» GIVEN TASK
Could you copy, unchanged, the entries from their first line through the line containing "48 77 L 42 81", with both of those lines included?

» RECORD SET
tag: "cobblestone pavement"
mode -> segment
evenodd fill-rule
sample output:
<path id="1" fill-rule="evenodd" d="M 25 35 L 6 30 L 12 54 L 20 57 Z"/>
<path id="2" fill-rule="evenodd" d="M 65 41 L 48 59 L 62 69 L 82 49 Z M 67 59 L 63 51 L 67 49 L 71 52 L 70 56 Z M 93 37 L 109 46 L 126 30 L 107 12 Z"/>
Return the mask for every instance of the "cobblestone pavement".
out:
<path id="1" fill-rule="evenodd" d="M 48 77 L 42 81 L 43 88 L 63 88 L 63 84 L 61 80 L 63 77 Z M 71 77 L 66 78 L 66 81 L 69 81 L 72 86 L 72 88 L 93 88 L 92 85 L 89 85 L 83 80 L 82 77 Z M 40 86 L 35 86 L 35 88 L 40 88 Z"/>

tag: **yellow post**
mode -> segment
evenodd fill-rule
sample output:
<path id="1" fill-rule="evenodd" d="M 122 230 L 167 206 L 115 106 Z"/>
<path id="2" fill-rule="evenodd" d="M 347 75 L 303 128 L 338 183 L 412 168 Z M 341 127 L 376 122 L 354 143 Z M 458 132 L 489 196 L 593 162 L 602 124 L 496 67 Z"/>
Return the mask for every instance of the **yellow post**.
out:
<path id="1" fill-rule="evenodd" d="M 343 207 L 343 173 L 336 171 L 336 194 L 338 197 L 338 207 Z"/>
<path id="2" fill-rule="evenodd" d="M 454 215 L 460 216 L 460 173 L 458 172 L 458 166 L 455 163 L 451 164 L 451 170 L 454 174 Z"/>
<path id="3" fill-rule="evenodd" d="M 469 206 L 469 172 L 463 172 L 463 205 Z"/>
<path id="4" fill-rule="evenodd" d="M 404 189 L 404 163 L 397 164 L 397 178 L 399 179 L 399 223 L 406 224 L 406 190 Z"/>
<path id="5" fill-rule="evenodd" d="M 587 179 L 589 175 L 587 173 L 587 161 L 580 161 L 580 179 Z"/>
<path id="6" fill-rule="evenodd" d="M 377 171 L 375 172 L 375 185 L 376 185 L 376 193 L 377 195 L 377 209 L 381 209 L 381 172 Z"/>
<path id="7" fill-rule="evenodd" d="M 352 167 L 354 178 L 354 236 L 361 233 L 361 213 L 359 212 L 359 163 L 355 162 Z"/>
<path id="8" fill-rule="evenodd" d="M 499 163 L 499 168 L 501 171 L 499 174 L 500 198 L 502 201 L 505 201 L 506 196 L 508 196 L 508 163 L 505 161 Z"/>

» OUTPUT FOR THIS TASK
tag: "cobblestone pavement"
mode -> segment
evenodd fill-rule
sample output:
<path id="1" fill-rule="evenodd" d="M 25 35 L 6 30 L 12 54 L 20 57 Z"/>
<path id="2" fill-rule="evenodd" d="M 65 41 L 48 59 L 62 69 L 82 49 Z M 67 59 L 63 51 L 67 49 L 71 52 L 70 56 Z M 93 37 L 109 46 L 126 30 L 107 12 Z"/>
Return the mask for every instance of the "cobblestone pavement".
out:
<path id="1" fill-rule="evenodd" d="M 48 77 L 42 81 L 43 88 L 63 88 L 63 84 L 61 80 L 63 77 Z M 71 77 L 66 78 L 66 81 L 69 81 L 72 86 L 72 88 L 93 88 L 92 85 L 89 85 L 83 80 L 82 77 Z M 40 86 L 35 86 L 35 88 L 40 88 Z"/>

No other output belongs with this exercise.